* Start Records for this task *

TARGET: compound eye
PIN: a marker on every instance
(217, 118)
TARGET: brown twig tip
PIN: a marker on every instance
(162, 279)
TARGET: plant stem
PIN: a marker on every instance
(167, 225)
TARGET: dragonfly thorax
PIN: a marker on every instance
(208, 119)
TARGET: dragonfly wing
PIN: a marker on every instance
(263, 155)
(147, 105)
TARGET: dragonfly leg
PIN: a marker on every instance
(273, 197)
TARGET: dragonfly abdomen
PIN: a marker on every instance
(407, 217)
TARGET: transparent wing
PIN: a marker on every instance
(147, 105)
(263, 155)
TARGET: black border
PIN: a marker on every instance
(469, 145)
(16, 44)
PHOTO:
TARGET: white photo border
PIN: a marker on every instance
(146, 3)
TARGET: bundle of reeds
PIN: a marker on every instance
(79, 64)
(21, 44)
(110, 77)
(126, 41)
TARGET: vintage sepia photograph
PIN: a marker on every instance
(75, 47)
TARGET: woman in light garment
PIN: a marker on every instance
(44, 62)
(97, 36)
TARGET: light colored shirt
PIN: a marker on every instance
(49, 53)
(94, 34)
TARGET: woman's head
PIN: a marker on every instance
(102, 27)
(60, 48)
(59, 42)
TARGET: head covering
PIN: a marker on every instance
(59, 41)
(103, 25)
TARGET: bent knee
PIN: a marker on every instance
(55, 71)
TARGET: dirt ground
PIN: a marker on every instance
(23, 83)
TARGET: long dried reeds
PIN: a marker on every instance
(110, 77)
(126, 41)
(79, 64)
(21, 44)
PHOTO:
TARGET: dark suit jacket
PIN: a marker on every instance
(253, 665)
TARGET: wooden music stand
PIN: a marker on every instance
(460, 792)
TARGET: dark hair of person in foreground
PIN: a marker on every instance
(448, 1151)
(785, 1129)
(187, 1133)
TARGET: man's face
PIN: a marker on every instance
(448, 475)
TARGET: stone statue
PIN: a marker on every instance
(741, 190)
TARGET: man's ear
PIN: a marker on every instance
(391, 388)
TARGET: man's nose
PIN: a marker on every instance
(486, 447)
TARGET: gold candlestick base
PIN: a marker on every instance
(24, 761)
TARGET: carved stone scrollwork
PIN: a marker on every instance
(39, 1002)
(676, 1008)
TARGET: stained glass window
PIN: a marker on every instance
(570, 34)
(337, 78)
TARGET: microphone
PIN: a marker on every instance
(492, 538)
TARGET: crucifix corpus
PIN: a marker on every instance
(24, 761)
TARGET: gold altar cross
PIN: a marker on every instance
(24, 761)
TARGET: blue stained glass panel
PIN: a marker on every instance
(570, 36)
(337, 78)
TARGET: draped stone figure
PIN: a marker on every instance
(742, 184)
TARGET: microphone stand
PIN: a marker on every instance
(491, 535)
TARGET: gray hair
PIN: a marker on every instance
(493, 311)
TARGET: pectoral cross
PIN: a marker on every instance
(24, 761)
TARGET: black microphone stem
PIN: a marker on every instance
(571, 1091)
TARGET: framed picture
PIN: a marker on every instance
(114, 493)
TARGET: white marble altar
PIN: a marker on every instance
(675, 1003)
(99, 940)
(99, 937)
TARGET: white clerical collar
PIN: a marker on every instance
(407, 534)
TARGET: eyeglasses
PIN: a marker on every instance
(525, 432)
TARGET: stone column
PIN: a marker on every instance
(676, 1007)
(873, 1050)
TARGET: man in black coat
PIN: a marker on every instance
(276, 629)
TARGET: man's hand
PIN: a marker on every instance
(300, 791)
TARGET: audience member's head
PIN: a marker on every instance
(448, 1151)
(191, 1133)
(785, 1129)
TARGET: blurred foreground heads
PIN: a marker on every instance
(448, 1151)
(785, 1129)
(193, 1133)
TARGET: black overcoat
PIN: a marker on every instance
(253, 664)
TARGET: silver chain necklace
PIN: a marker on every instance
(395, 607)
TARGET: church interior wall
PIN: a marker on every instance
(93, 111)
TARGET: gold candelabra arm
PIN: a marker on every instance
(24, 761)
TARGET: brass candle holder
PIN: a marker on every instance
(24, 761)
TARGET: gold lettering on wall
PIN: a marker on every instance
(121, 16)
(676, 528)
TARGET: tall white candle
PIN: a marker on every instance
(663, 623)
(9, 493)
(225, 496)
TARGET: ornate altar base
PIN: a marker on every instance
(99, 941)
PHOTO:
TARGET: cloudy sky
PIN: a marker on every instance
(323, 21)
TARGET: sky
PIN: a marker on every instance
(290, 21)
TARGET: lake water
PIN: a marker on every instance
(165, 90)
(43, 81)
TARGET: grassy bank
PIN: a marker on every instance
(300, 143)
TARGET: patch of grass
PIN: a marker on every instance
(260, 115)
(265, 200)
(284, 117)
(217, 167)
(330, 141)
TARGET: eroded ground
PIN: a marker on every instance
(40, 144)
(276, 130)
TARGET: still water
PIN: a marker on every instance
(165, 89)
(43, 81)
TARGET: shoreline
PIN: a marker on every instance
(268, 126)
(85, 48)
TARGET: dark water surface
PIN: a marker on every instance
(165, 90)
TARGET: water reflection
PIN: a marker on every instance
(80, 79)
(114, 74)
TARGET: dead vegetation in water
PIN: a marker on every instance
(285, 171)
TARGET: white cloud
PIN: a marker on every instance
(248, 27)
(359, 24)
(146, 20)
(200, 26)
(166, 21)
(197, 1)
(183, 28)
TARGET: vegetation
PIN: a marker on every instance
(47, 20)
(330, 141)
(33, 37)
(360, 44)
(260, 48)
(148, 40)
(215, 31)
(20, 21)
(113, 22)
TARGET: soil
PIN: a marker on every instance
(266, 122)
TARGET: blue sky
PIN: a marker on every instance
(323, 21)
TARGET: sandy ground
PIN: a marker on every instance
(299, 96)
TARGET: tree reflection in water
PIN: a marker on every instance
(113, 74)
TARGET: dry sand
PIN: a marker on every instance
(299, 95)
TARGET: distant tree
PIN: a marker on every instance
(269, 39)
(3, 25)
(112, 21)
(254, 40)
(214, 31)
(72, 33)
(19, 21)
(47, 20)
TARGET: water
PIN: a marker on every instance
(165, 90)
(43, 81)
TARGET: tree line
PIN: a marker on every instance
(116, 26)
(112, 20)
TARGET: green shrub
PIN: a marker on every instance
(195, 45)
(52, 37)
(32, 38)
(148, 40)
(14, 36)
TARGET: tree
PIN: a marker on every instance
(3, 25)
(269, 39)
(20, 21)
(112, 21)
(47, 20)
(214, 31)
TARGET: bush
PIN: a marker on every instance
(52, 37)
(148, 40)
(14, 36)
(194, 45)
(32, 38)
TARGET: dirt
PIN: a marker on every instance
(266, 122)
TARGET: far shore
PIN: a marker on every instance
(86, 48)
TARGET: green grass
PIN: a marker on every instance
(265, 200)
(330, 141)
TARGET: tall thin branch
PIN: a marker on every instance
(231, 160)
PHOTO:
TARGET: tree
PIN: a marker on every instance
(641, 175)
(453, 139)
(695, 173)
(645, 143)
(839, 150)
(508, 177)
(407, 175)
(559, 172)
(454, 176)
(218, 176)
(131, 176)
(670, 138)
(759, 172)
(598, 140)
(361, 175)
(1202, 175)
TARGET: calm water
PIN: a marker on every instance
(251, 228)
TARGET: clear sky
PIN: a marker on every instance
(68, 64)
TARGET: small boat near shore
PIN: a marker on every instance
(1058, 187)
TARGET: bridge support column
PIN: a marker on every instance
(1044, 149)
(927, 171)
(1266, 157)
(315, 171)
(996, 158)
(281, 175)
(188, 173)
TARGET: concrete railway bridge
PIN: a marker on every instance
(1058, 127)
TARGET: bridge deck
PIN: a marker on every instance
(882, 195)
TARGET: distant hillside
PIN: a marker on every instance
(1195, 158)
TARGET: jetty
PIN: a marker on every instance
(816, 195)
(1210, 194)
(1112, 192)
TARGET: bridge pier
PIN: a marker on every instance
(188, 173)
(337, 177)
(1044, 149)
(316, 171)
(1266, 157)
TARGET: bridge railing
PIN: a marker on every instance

* End Records for this task *

Please update the lines from the very first one through the line that contains "(676, 1008)", replacing "marker" with "dot" and leaving everything else unchanged. Return only those lines.

### Response for this exercise
TARGET: compound eye
PIN: a dot on every instance
(217, 118)
TARGET: brown twig tip
PIN: a dot on every instance
(162, 279)
TARGET: plant stem
PIN: a dot on every instance
(167, 225)
TARGET: dragonfly thorax
PIN: a dot on every instance
(208, 119)
TARGET: dragonfly wing
PIN: a dot on every instance
(263, 155)
(147, 105)
TARGET: dragonfly leg
PIN: a dot on every instance
(273, 197)
TARGET: dragonfly abdomen
PIN: a dot on every instance
(407, 217)
TARGET: transparent wing
PIN: a dot on every instance
(147, 105)
(263, 155)
TARGET: black border
PIN: a dot on every instance
(469, 145)
(16, 44)
PHOTO:
TARGET: white photo border
PIN: a dot on every instance
(146, 3)
TARGET: bundle of reeds
PIN: a dot on every instance
(79, 64)
(21, 44)
(110, 77)
(126, 41)
TARGET: vintage sepia photograph
PIN: a dot on every instance
(75, 47)
TARGET: woman in light garment
PIN: a dot on every instance
(44, 62)
(97, 36)
TARGET: light colored shirt
PIN: a dot on every instance
(49, 53)
(94, 34)
TARGET: woman's head
PIN: a dot on every instance
(102, 27)
(60, 48)
(59, 42)
TARGET: head covering
PIN: a dot on every instance
(59, 41)
(103, 25)
TARGET: bent knee
PIN: a dot on every instance
(55, 71)
TARGET: dirt ground
PIN: a dot on every instance
(23, 83)
TARGET: long dried reeds
PIN: a dot on every instance
(110, 77)
(126, 41)
(79, 64)
(21, 44)
PHOTO:
TARGET: dark suit jacket
PIN: a dot on every instance
(253, 665)
TARGET: wooden music stand
PIN: a dot on every instance
(460, 792)
TARGET: dark hair of person in foreground
PIN: a dot on every instance
(448, 1151)
(785, 1129)
(187, 1133)
TARGET: man's face
PIN: a dot on every instance
(448, 475)
TARGET: stone statue
PIN: a dot on every instance
(741, 190)
TARGET: man's ear
PIN: a dot on every instance
(391, 388)
TARGET: man's nose
PIN: a dot on every instance
(486, 447)
TARGET: gold candlestick base
PIN: a dot on every instance
(24, 761)
TARGET: carved stone scrollwork
PIN: a dot on every instance
(39, 1002)
(676, 1008)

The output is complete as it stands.